Opdracht: Schrijf het bericht over de door lawines ingesloten toeristen in Tirol verder, aansluitend op de laatste zin.
**** Oefentekst ****
Georg en Vivian Meyer herinneren zich de mededeling aan alle toeristen in Valzur van de Fremdenverein (VVV) van het nabije Ischgl. Ze worden opnieuw boos als ze eraan denken. Er stond op: „Het is winter in Tirol. Het is geen crisis, het is geen chaos, het is winter in de bergen.” Vivian Meyer: „Iedere Oostenrijker wist van tevoren dat dit eraan zat te komen. Een hotelhouder in Ischgl had het bij het juiste eind. Hij zei vorige week al: Ga, want het wordt een bende hier. Hij heeft gelijk gehad. In mijn ogen hadden ze ons aanmerkelijk eerder moeten waarschuwen en ons moeten laten vertrekken.”

Man kwijt
Er klinkt meer kritiek op de Oostenrijkse hulpverlening. Ook de groep van tien Brabanders is ontevreden. In haar groene jas leunt ze tegen de muur van het nostalgische station van Landeck. Mevrouw Van Dongen uit het Brabantse Made. Amper een uur geleden werd ze hier met negen landgenoten, onder wie haar eigen man en dochter Tiny, simpelweg gedropt door een buschauffeur. De voorgeschiedenis: „We zaten anderhalve week vast in Feichten, in het Kaunertal.”

De vrienden- en familiegroep van mevrouw Van Dongen kwam anderhalve week geleden met twee wagens naar Feichten. Onder hen ervaren skiërs, beginners en een nieuweling. Lia van de Locht uit Made was er voor het eerst. Maandag en dinsdag konden ze op de latten, woensdag werd het moeilijker. „Je kon geen hand voor ogen zien.”

Daarna ging het werkelijk „los” in Feichten. De ene lawine na de andere stortte zich naar beneden. De Brabanders zaten vast in hun pension. Als ze hun benen wilden strekken, was dat mogelijk over een breedte van 500 meter. „We voelden ons gedetineerden in een strafkamp”, aldus mevrouw Van Dongen. Lia van de Locht: „We gingen verplicht uit eten, als er in ons pension niets meer was.”

Over de informatievoorziening en de evacuatie- en reddingsactiviteiten is Lia van de Locht helder. „Daar klopte niets van”, zegt ze bondig. „We kregen elke dag te horen dat we konden vertrekken, maar dat gebeurde niet. Waarom, kregen we niet te horen. Ja, toen brak mijn klomp en ben ik woedend geworden.”

Jan en Jeanne Mutsaars uit Made vinden eveneens dat het optreden van de Oostenrijkers geen schoonheidsprijs verdient. Het oudere echtpaar behoort tot dezelfde Brabantse club. Er brak een ogenblik aan waarop Jan acuut medicijnen behoefde. Er werd advies ingewonnen in Nederland. Toen echter de medicijnen er na het afgegeven recept niet op de tafel van de burgemeester c.q. VVV lagen, was voor de Mutsaars was de maat vol.
**** Verzamelde gegevens ****
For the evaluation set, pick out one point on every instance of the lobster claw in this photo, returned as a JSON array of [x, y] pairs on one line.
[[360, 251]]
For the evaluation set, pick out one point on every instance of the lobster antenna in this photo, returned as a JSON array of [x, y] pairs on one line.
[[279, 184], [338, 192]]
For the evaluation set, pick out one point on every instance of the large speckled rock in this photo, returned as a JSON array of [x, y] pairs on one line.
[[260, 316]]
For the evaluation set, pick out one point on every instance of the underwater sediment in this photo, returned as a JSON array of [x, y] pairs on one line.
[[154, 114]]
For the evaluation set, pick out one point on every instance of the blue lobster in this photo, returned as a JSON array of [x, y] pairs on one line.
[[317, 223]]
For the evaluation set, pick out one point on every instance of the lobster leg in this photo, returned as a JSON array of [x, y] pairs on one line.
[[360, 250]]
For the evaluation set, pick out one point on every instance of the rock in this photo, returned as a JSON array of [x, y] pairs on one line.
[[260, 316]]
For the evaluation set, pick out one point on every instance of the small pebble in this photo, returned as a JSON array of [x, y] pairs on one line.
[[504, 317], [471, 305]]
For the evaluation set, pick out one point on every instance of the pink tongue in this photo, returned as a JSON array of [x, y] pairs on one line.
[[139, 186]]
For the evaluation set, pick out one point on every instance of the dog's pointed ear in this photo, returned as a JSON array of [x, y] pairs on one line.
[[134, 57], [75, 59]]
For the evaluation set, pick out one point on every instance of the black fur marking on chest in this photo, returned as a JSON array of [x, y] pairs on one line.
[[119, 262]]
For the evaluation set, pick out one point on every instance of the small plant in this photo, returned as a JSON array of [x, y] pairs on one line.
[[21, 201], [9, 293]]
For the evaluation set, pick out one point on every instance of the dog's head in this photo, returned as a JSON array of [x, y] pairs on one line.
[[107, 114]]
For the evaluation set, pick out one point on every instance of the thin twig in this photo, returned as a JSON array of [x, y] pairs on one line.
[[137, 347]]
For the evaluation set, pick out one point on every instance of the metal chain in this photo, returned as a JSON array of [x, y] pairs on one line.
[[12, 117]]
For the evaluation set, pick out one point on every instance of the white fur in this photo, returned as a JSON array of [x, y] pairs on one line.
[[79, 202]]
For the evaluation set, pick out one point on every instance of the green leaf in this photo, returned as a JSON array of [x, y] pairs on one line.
****
Uitwerking:
De druppel die de emmer deed overlopen, was het onverhoopte 'bevel' dat Jan pardoes in een heli moest worden gehesen, richting het ziekenhuis van Landeck. „Ik had geen keus. Ik snap het wel, ze wilden geen risico's nemen.” Dus Jan Mutsaars ging en liet zijn vrouw achter. Niemand wist waar hij na zijn ontslag uit het ziekenhuis was gebleven. Jeanne: „Ik was mijn man kwijt.” De drie andere mannen van het gezelschap gingen op zoek en plukten hem uit een pension in Landeck. De tranen in zijn ogen verbergt Jan moedig als hij Jeanne op het station bij de schouders grijpt.

Grenzen
Behalve kritiek zijn er tal van woorden van lof voor de manier waarop Oostenrijk de lawineslachtoffers te hulp schiet. Peter Probst uit Hamburg zat ruim een week opgesloten in het Paznauntal. Hij vindt dat de Oostenrijkers zich prima van hun taak hebben gekweten. „De eigenares van het hotel waar ik verbleef, heeft zelf twee familieleden bij de ramp verloren. Toch heeft ze daar tegenover ons weinig van laten merken, omdat de gasten bij haar voor alles gingen.”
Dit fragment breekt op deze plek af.